### SET TASK:
Write out every line of the data below as a JSON list of strings, with one string per line and blank lines omitted.
▼
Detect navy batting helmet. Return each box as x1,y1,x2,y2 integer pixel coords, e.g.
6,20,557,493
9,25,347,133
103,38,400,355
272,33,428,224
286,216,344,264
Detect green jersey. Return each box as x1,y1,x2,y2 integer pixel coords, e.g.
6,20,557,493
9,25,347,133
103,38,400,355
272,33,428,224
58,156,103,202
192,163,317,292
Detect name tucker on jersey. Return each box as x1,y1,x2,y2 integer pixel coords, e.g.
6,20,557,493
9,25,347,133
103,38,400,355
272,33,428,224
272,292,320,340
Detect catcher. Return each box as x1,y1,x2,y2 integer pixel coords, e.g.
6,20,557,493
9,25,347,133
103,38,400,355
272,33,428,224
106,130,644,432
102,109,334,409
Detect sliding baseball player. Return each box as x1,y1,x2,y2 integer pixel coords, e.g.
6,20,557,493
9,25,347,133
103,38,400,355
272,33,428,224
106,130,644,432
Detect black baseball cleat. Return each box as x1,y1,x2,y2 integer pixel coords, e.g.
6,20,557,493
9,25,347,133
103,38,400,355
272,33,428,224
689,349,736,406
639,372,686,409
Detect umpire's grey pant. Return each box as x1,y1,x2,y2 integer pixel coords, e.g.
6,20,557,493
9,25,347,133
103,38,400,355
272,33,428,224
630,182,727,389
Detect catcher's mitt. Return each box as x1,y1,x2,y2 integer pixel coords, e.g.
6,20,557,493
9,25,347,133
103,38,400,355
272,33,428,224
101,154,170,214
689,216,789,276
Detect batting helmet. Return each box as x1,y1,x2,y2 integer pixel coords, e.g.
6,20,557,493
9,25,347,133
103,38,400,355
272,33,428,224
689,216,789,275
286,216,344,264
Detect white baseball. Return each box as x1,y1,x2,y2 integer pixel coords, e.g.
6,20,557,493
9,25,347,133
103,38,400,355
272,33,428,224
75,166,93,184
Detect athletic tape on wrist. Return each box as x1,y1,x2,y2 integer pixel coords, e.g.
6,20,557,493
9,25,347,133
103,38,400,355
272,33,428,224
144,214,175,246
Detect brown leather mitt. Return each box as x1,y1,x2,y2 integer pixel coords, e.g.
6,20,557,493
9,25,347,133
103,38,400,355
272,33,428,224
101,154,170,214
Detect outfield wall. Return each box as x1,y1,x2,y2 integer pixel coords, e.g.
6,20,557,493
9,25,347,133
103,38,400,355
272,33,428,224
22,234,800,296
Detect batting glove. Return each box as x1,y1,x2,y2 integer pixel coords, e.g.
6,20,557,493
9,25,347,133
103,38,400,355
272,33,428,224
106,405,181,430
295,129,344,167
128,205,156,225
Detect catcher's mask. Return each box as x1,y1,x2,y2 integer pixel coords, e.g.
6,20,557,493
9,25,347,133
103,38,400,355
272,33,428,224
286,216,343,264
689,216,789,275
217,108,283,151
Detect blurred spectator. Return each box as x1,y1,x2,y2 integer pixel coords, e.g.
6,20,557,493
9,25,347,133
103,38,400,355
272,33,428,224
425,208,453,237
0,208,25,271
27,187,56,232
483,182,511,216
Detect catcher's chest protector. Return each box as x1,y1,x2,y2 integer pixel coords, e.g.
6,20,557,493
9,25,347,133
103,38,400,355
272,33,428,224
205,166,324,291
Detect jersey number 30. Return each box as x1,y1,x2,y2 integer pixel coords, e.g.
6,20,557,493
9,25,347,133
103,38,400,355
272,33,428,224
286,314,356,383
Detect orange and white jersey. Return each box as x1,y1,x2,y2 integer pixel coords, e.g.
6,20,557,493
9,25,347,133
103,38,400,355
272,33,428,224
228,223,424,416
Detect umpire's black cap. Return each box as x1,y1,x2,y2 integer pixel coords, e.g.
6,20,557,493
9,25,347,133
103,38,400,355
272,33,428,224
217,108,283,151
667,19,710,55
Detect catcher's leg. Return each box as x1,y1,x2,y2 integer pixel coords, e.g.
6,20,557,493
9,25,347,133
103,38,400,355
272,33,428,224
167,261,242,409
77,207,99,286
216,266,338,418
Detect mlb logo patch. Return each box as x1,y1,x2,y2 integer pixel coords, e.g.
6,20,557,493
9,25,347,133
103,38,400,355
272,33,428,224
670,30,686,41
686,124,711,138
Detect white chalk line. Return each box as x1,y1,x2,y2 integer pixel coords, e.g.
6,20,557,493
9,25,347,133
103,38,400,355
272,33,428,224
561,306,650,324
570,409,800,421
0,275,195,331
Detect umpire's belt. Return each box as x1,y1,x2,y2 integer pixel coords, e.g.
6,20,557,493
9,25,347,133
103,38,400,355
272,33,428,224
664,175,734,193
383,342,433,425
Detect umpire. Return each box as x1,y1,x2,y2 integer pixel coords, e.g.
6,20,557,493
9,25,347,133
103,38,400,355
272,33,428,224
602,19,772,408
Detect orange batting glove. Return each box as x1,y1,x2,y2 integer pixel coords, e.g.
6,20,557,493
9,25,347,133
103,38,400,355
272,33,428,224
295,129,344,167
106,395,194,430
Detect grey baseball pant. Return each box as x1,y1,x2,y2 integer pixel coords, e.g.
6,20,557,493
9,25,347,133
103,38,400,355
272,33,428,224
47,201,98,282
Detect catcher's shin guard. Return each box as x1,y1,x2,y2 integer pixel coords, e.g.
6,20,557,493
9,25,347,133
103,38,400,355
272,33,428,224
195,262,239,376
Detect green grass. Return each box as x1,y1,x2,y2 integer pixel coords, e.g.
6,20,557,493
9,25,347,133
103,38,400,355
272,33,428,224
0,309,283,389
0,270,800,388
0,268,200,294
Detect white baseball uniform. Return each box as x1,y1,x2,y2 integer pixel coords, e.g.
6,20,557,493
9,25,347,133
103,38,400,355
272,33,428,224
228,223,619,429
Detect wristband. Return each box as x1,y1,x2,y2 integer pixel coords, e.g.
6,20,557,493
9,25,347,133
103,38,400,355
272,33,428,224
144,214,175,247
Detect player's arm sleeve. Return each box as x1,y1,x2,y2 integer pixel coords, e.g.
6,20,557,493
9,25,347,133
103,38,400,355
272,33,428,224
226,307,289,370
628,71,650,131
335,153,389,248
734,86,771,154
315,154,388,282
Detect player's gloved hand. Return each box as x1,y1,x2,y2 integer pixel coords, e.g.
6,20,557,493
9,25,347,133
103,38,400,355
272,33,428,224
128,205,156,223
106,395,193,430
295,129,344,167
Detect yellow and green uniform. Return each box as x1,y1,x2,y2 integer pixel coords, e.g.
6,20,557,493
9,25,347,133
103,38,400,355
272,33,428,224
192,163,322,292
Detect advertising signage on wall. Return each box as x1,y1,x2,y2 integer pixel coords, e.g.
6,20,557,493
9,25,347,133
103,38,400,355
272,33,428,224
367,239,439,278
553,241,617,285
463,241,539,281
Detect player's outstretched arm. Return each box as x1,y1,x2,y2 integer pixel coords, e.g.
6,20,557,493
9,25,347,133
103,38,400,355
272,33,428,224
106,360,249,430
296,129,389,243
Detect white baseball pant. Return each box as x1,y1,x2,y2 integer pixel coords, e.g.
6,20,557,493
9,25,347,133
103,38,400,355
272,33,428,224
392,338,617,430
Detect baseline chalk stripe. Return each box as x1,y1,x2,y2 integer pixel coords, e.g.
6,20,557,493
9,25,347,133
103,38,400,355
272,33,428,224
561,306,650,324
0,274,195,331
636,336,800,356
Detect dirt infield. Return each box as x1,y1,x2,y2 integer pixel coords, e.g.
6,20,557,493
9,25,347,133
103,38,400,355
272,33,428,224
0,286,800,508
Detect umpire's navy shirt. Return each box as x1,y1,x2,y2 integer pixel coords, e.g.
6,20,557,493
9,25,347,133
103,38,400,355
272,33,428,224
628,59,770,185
▲
### EXERCISE RESULT:
[
  "Detect navy batting helmet. Return each box as x1,y1,x2,y2 integer pixel coords, e.g.",
  "6,20,557,493",
  "9,25,347,133",
  "103,38,400,355",
  "272,33,428,224",
  "286,216,344,264",
  "Detect green jersey. Return each box as x1,y1,x2,y2 integer pixel coords, e.g.",
  "6,20,557,493",
  "9,25,347,133",
  "103,38,400,355",
  "272,33,428,224",
  "58,156,103,202",
  "192,163,317,292",
  "Detect name tucker on jersey. Return each box as x1,y1,x2,y2 integer pixel coords, e.g.",
  "6,20,557,493",
  "9,25,347,133",
  "103,38,400,355",
  "272,33,428,224",
  "272,292,320,340",
  "Detect catcher. Return each box as x1,y1,x2,y2 integer pixel coords, e.g.",
  "6,20,557,493",
  "9,25,347,133",
  "103,38,400,355",
  "272,33,428,224",
  "106,130,644,432",
  "102,109,334,409",
  "Detect sliding baseball player. Return each box as x1,y1,x2,y2 integer pixel coords, e.g.",
  "6,20,557,493",
  "9,25,347,133",
  "103,38,400,355",
  "272,33,428,224",
  "106,130,644,432",
  "Detect black baseball cleat. Return each box as x1,y1,x2,y2 integer pixel coords, e.g.",
  "6,20,557,493",
  "9,25,347,133",
  "103,38,400,355",
  "272,33,428,224",
  "689,349,736,406",
  "639,372,686,409",
  "Detect umpire's grey pant. Return each box as x1,y1,x2,y2 integer pixel coords, e.g.",
  "6,20,557,493",
  "9,25,347,133",
  "103,38,400,355",
  "272,33,428,224",
  "630,182,727,389",
  "Detect catcher's mitt. Return each box as x1,y1,x2,y2 integer pixel coords, e.g.",
  "6,20,557,493",
  "9,25,347,133",
  "103,38,400,355",
  "272,33,428,224",
  "101,154,170,214",
  "689,216,789,276",
  "Detect batting helmet. Return each box as x1,y1,x2,y2 integer pixel coords, e.g.",
  "6,20,557,493",
  "9,25,347,133",
  "103,38,400,355",
  "272,33,428,224",
  "689,216,789,275",
  "286,216,344,264",
  "Detect white baseball. Return each box as x1,y1,x2,y2 integer pixel coords, e.g.",
  "6,20,557,493",
  "9,25,347,133",
  "103,38,400,355",
  "272,33,428,224",
  "75,166,93,184",
  "Detect athletic tape on wrist. Return each box as x1,y1,x2,y2 integer pixel coords, e.g.",
  "6,20,557,493",
  "9,25,347,133",
  "103,38,400,355",
  "272,33,428,224",
  "144,214,175,246",
  "Detect brown leather mitt. Return each box as x1,y1,x2,y2 integer pixel coords, e.g.",
  "6,20,557,493",
  "9,25,347,133",
  "103,38,400,355",
  "272,33,428,224",
  "101,154,170,214",
  "Detect outfield wall. Return each box as x1,y1,x2,y2 integer pixel coords, e.g.",
  "6,20,557,493",
  "9,25,347,133",
  "103,38,400,355",
  "272,33,428,224",
  "22,234,800,296",
  "Detect batting glove. Return each box as x1,y1,x2,y2 integer pixel coords, e.g.",
  "6,20,557,493",
  "9,25,347,133",
  "103,38,400,355",
  "272,33,428,224",
  "106,405,181,430",
  "295,129,344,167",
  "128,205,156,225",
  "Detect catcher's mask. Return each box as x1,y1,x2,y2 integer pixel coords, e.g.",
  "6,20,557,493",
  "9,25,347,133",
  "103,38,400,355",
  "272,33,428,224",
  "286,216,343,264",
  "689,216,789,275",
  "217,108,283,151",
  "Detect blurred spectator. Return each box as x1,y1,x2,y2 integer pixel coords, e.g.",
  "6,20,557,493",
  "9,25,347,133",
  "103,38,400,355",
  "272,33,428,224",
  "425,208,453,237",
  "0,208,25,271",
  "27,187,56,232",
  "483,182,511,216",
  "Detect catcher's chest protector. Return each box as x1,y1,x2,y2 integer pixel coords, e.g.",
  "6,20,557,493",
  "9,25,347,133",
  "103,38,400,355",
  "272,33,428,224",
  "205,166,324,291",
  "Detect jersey number 30. Return each box as x1,y1,x2,y2 integer pixel coords, e.g.",
  "6,20,557,493",
  "9,25,347,133",
  "103,38,400,355",
  "272,33,428,224",
  "286,314,356,383",
  "Detect orange and white jersey. Return each box as x1,y1,x2,y2 integer pixel coords, e.g.",
  "6,20,557,493",
  "9,25,347,133",
  "103,38,400,355",
  "272,33,428,224",
  "228,223,424,416",
  "Detect umpire's black cap. Return each box as x1,y1,x2,y2 integer pixel coords, e.g.",
  "6,20,557,493",
  "9,25,347,133",
  "103,38,400,355",
  "272,33,428,224",
  "217,108,283,151",
  "667,19,710,55",
  "Detect catcher's leg. Return each box as x1,y1,x2,y2 integer pixel coords, e.g.",
  "6,20,557,493",
  "9,25,347,133",
  "103,38,400,355",
  "272,33,428,224",
  "167,261,242,409",
  "77,207,99,286",
  "216,266,338,418",
  "Detect mlb logo patch. Return each box as x1,y1,x2,y2 integer pixel coords, e.g.",
  "6,20,557,493",
  "9,25,347,133",
  "103,38,400,355",
  "272,33,428,224",
  "670,30,686,41",
  "686,124,711,138",
  "Detect white chalk line. Return each box as x1,y1,x2,y2 integer pixel coords, e.g.",
  "6,20,557,493",
  "9,25,347,133",
  "103,38,400,355",
  "272,33,428,224",
  "561,306,650,324",
  "570,409,800,421",
  "0,275,195,331",
  "Detect umpire's belt. Return each box as x1,y1,x2,y2 integer pixel coords, e.g.",
  "6,20,557,493",
  "9,25,347,133",
  "103,38,400,355",
  "272,33,428,224",
  "664,175,734,193",
  "383,342,433,425",
  "Detect umpire. Return each box as x1,y1,x2,y2 integer pixel coords, e.g.",
  "6,20,557,493",
  "9,25,347,133",
  "103,38,400,355",
  "272,33,428,224",
  "602,19,772,408",
  "Detect orange batting glove. Return each box as x1,y1,x2,y2 integer pixel coords, e.g.",
  "6,20,557,493",
  "9,25,347,133",
  "103,38,400,355",
  "272,33,428,224",
  "295,129,344,167",
  "106,395,194,430",
  "Detect grey baseball pant. Return each box as x1,y1,x2,y2 integer pixel coords, e.g.",
  "6,20,557,493",
  "9,25,347,133",
  "103,38,400,355",
  "272,33,428,224",
  "47,201,98,282",
  "Detect catcher's shin guard. Return each box as x1,y1,x2,y2 integer pixel coords, e.g.",
  "6,20,557,493",
  "9,25,347,133",
  "103,38,400,355",
  "272,33,428,224",
  "195,262,239,376",
  "Detect green grass. Return each box as x1,y1,x2,y2 integer pixel coords, e.g.",
  "6,20,557,493",
  "9,25,347,133",
  "103,38,400,355",
  "272,33,428,224",
  "0,309,283,389",
  "0,270,800,388",
  "0,268,200,294",
  "Detect white baseball uniform. Return each box as x1,y1,x2,y2 integer pixel coords, e.g.",
  "6,20,557,493",
  "9,25,347,133",
  "103,38,400,355",
  "272,33,428,224",
  "228,223,619,429",
  "Detect wristband. Return each box as x1,y1,x2,y2 integer pixel coords, e.g.",
  "6,20,557,493",
  "9,25,347,133",
  "103,38,400,355",
  "272,33,428,224",
  "144,214,175,247",
  "Detect player's arm sleeve. Return each box as x1,y1,x2,y2 integer pixel coords, e.g.",
  "6,20,557,493",
  "9,25,347,133",
  "103,38,400,355",
  "272,33,428,224",
  "226,307,289,370",
  "628,71,650,131",
  "335,153,389,248",
  "734,86,771,154",
  "315,154,388,282",
  "Detect player's gloved hand. Return each box as x1,y1,x2,y2 integer pixel coords, e.g.",
  "6,20,557,493",
  "9,25,347,133",
  "103,38,400,355",
  "272,33,428,224",
  "128,205,156,223",
  "106,395,193,430",
  "295,129,344,167",
  "Detect yellow and green uniform. Return each box as x1,y1,x2,y2 integer pixel coords, e.g.",
  "6,20,557,493",
  "9,25,347,133",
  "103,38,400,355",
  "272,33,428,224",
  "192,163,322,292",
  "Detect advertising signage on wall. Return each box as x1,y1,x2,y2 integer pixel coords, e.g.",
  "6,20,557,493",
  "9,25,347,133",
  "103,38,400,355",
  "272,33,428,224",
  "367,239,439,278",
  "553,241,617,285",
  "463,241,539,281",
  "Detect player's outstretched arm. Return each box as x1,y1,x2,y2 integer pixel coords, e.g.",
  "6,20,557,493",
  "9,25,347,133",
  "103,38,400,355",
  "272,33,428,224",
  "106,360,249,430",
  "296,129,389,243",
  "Detect white baseball pant. Return each box as x1,y1,x2,y2 integer pixel coords, e.g.",
  "6,20,557,493",
  "9,25,347,133",
  "103,38,400,355",
  "272,33,428,224",
  "392,338,617,430",
  "Detect baseline chalk stripe. Return each box as x1,y1,x2,y2 integer pixel coords, e.g.",
  "6,20,557,493",
  "9,25,347,133",
  "103,38,400,355",
  "272,33,428,224",
  "561,306,650,324",
  "0,274,195,331",
  "636,336,800,356",
  "Detect dirt infield. Return each box as x1,y1,x2,y2 integer pixel coords, e.g.",
  "6,20,557,493",
  "9,25,347,133",
  "103,38,400,355",
  "272,33,428,224",
  "0,286,800,508",
  "Detect umpire's navy shirt. Return each box as x1,y1,x2,y2 integer pixel coords, e.g.",
  "6,20,557,493",
  "9,25,347,133",
  "103,38,400,355",
  "272,33,428,224",
  "628,59,770,185"
]